> **Collected data**
#####
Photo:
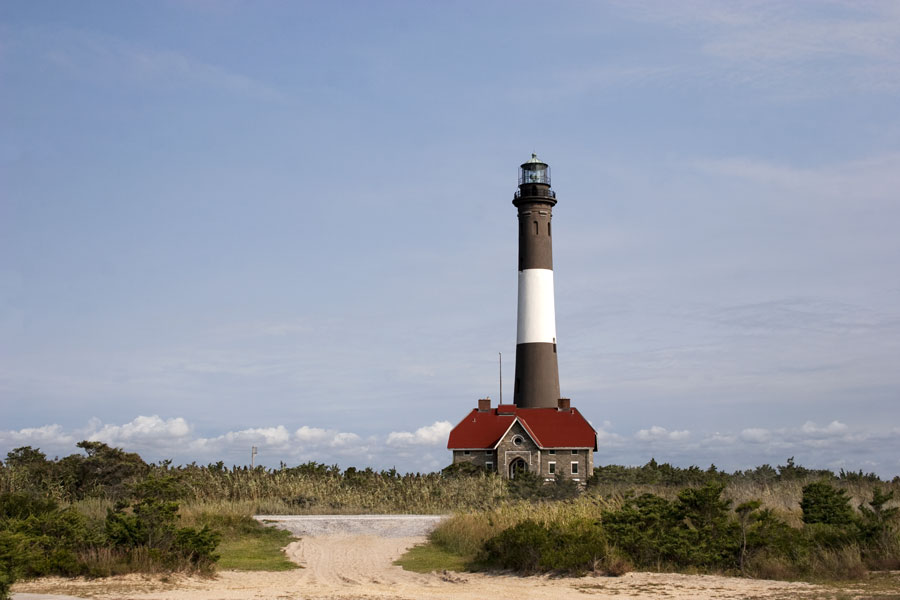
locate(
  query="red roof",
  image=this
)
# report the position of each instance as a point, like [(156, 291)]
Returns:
[(549, 427)]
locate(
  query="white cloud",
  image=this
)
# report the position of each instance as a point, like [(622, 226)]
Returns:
[(430, 435), (36, 436), (142, 428), (155, 438), (833, 428), (657, 433), (756, 435), (312, 435)]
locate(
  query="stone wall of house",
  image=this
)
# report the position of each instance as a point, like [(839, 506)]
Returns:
[(538, 460), (476, 457), (563, 459), (508, 450)]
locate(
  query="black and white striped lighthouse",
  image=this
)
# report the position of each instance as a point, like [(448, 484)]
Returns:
[(537, 372)]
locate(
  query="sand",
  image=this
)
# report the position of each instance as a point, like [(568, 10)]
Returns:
[(341, 562)]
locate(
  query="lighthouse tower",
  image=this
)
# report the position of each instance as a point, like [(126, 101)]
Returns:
[(537, 373)]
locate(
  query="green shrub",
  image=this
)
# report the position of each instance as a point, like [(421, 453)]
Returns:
[(574, 547), (823, 503), (518, 548)]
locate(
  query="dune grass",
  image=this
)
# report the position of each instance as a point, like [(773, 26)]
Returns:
[(429, 557)]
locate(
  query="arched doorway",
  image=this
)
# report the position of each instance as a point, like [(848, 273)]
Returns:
[(517, 466)]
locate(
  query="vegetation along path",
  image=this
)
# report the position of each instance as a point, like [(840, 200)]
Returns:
[(352, 557)]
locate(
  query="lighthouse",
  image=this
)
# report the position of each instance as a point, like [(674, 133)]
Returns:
[(537, 371), (540, 432)]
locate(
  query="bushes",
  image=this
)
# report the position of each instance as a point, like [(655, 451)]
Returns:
[(823, 503), (148, 529), (697, 531), (529, 547), (38, 538)]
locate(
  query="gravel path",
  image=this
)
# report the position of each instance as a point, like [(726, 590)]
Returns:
[(384, 526)]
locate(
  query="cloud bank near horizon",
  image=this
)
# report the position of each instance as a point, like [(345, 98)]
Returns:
[(834, 445)]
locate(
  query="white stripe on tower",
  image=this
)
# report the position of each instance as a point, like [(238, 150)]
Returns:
[(536, 313)]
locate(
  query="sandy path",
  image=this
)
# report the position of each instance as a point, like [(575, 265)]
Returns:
[(353, 565)]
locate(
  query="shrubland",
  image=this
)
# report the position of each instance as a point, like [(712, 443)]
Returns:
[(106, 511)]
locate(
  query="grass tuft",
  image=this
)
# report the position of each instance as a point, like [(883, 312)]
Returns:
[(429, 557)]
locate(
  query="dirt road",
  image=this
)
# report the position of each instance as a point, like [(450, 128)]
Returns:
[(351, 558)]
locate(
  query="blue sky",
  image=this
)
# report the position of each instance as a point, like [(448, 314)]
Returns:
[(288, 225)]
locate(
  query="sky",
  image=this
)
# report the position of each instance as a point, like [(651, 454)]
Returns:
[(289, 225)]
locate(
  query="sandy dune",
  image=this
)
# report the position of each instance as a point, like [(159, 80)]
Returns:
[(354, 565)]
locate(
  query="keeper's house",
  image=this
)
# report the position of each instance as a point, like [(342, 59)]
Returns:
[(511, 440)]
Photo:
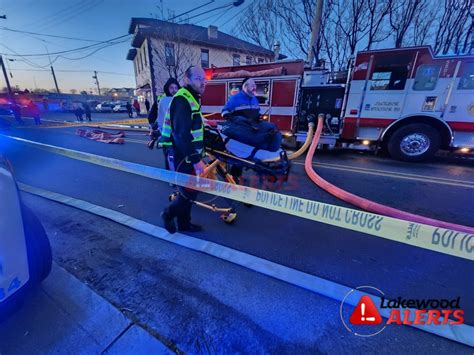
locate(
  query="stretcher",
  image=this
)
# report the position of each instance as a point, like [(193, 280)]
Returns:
[(224, 154)]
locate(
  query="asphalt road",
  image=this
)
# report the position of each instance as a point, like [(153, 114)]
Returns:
[(442, 189)]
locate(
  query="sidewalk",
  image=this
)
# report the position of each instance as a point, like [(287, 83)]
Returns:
[(65, 316)]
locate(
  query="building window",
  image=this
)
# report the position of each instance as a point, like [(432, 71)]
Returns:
[(467, 79), (205, 58), (426, 77), (169, 54), (144, 56), (235, 60)]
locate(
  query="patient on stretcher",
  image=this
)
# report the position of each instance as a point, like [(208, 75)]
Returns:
[(243, 124)]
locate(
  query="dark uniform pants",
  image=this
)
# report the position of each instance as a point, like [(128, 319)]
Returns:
[(181, 206)]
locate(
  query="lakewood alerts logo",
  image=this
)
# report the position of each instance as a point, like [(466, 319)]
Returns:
[(366, 320)]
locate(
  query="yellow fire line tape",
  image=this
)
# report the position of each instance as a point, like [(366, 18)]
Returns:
[(441, 240), (59, 124)]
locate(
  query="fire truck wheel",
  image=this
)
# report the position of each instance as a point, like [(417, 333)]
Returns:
[(415, 143)]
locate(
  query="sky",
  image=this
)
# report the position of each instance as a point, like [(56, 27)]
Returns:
[(97, 20)]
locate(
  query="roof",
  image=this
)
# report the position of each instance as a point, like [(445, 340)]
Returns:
[(131, 54), (186, 32)]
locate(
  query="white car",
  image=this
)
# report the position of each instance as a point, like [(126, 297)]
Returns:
[(25, 252), (122, 107), (105, 107)]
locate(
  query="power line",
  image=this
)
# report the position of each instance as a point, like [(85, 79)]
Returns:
[(110, 42), (86, 8), (187, 12), (218, 15), (27, 61), (70, 71), (93, 52), (55, 16), (48, 35), (206, 12)]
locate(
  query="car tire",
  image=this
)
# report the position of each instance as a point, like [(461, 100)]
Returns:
[(415, 142)]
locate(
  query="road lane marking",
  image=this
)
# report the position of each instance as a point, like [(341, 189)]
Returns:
[(461, 333)]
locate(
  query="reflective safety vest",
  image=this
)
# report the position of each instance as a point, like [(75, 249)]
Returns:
[(197, 126), (159, 97)]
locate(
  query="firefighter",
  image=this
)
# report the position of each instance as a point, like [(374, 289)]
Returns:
[(244, 103), (158, 112), (183, 134)]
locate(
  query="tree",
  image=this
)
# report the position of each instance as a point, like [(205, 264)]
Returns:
[(402, 14), (454, 28), (296, 17), (423, 24), (377, 13), (259, 24)]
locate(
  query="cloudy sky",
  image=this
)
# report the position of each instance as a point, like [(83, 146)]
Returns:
[(85, 22)]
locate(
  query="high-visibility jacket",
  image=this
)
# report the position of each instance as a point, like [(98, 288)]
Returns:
[(197, 125)]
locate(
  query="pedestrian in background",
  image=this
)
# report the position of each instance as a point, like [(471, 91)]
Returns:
[(34, 112), (87, 111), (147, 105), (78, 112), (136, 106), (129, 109)]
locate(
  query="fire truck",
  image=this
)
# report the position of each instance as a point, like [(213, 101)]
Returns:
[(404, 100)]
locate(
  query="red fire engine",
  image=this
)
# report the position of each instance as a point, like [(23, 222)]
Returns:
[(405, 100)]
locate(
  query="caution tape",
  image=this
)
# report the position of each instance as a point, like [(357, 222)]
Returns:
[(440, 240), (137, 121)]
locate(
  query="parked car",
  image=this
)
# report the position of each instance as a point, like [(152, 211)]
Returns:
[(105, 107), (120, 107), (25, 252)]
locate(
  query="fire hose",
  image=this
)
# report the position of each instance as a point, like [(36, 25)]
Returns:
[(363, 203)]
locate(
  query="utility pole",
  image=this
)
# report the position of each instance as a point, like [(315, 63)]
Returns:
[(315, 26), (52, 70), (96, 81), (9, 88), (55, 81)]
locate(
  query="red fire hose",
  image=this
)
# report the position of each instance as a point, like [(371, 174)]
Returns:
[(367, 204)]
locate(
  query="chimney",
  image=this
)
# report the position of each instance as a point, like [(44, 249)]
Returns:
[(276, 50), (212, 32)]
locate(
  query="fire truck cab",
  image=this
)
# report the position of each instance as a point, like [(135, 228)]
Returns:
[(405, 100)]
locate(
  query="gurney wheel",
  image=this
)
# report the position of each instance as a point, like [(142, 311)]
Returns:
[(229, 217), (173, 196)]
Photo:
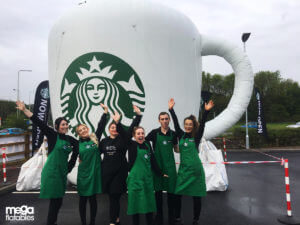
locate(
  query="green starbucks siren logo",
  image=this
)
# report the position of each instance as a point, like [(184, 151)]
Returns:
[(95, 78)]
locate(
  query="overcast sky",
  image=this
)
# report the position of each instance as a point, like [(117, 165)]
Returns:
[(273, 45)]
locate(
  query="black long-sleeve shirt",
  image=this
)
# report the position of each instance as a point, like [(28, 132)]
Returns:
[(101, 126), (199, 133), (51, 135), (133, 145)]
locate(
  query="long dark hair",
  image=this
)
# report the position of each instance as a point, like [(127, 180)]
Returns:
[(195, 123), (58, 122)]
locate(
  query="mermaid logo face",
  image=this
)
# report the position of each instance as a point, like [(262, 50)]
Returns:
[(95, 78), (95, 90)]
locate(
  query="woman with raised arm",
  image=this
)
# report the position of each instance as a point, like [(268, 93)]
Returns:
[(141, 197), (114, 166), (56, 168), (89, 169), (191, 177)]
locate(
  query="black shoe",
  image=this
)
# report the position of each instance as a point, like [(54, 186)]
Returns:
[(158, 220)]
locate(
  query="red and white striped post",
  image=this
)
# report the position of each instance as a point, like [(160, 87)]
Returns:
[(4, 163), (224, 149), (288, 219), (287, 187)]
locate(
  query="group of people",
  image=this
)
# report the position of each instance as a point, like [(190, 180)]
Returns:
[(151, 165)]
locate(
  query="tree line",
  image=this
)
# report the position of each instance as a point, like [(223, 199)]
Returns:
[(281, 97)]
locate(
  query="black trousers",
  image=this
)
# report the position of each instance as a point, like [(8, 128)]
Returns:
[(93, 208), (174, 205), (114, 207), (54, 206), (136, 219)]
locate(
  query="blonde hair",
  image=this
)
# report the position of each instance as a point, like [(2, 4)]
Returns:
[(92, 136)]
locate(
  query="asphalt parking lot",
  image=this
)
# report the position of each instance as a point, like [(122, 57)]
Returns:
[(256, 196)]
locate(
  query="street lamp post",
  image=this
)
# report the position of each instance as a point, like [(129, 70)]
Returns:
[(18, 89), (245, 37)]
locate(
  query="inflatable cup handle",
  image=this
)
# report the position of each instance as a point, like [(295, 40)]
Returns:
[(243, 84)]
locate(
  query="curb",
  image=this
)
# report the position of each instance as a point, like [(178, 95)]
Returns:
[(263, 150), (7, 189)]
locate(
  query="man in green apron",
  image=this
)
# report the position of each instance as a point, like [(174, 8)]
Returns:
[(164, 142)]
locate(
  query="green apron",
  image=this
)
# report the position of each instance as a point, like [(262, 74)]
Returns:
[(141, 198), (55, 170), (89, 169), (165, 159), (191, 177)]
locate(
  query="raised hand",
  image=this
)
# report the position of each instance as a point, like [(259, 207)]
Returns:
[(208, 106), (20, 105), (116, 117), (136, 110), (105, 108), (171, 103)]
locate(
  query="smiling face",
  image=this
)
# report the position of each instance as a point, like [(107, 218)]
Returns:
[(139, 135), (164, 121), (63, 127), (188, 126), (95, 90), (83, 131), (113, 130)]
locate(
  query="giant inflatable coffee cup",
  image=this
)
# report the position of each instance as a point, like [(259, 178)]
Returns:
[(124, 52)]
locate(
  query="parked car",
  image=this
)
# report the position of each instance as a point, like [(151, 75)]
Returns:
[(297, 125), (251, 125), (9, 131)]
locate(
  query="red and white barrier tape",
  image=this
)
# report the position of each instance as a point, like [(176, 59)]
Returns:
[(4, 163), (224, 149), (244, 162)]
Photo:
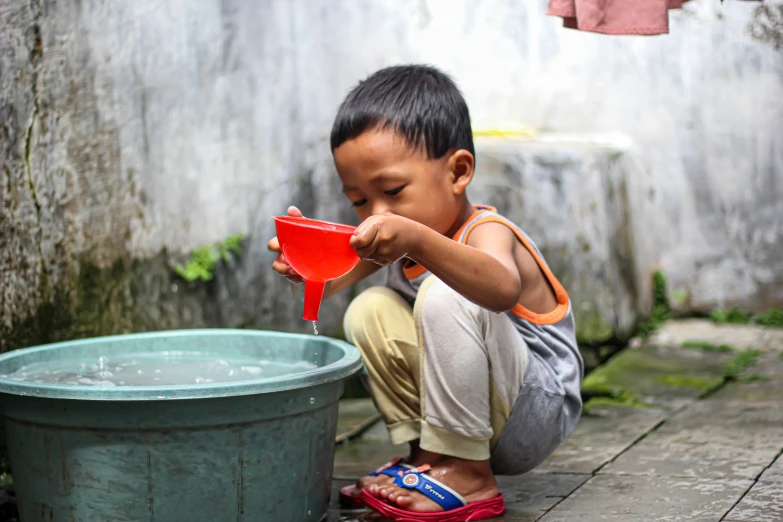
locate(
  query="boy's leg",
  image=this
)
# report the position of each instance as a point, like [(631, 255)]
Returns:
[(380, 323), (473, 365)]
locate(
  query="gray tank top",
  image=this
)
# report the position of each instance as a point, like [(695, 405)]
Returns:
[(555, 364)]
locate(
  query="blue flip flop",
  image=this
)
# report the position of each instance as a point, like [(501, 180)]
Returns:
[(349, 495), (455, 507)]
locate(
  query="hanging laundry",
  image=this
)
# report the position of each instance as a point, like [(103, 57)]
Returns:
[(622, 17)]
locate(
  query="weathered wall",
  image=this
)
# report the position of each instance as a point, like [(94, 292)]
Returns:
[(133, 132)]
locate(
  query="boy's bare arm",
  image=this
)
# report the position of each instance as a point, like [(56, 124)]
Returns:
[(359, 272), (484, 271)]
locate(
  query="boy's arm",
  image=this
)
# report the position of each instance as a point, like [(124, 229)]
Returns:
[(483, 271), (359, 272)]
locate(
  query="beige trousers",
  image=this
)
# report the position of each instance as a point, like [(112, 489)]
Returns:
[(446, 372)]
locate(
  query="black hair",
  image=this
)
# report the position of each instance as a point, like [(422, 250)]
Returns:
[(419, 102)]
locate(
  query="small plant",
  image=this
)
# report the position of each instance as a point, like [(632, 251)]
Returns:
[(201, 265), (742, 361), (707, 347), (660, 312), (679, 296)]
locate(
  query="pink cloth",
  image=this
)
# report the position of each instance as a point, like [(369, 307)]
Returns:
[(615, 16)]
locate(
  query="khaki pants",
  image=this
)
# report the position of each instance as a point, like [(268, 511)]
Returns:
[(446, 372)]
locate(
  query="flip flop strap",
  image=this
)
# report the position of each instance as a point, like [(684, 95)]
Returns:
[(443, 495), (391, 470)]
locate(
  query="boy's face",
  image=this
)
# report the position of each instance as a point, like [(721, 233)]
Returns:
[(382, 174)]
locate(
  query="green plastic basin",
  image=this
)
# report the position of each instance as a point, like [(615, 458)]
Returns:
[(256, 450)]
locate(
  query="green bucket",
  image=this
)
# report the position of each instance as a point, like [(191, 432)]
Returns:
[(255, 450)]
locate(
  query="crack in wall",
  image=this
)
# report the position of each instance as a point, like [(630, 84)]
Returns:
[(36, 54)]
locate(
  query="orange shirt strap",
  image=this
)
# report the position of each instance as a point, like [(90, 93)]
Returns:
[(561, 295)]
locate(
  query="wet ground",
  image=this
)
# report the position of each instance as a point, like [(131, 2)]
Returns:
[(686, 427)]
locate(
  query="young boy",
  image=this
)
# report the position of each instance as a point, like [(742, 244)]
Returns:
[(469, 349)]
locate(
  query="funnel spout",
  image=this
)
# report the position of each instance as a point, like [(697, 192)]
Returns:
[(314, 293)]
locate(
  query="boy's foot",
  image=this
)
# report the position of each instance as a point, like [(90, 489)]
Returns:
[(349, 495), (473, 480)]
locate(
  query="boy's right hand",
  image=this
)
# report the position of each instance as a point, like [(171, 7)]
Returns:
[(280, 264)]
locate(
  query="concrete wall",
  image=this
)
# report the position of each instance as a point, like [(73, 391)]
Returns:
[(134, 132)]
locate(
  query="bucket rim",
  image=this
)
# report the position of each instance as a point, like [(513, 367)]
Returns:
[(348, 363)]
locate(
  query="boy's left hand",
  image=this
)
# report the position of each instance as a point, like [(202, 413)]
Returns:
[(385, 239)]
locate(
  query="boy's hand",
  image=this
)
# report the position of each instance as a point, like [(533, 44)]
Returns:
[(280, 265), (385, 239)]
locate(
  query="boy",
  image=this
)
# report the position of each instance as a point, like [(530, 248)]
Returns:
[(470, 349)]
#####
Identify every line in the entries above that contains the string "black", treating case as significant.

  query="black and white striped lighthouse",
  query="black long-sleeve shirt",
  query="black shoe",
  query="black trousers",
  query="black hair",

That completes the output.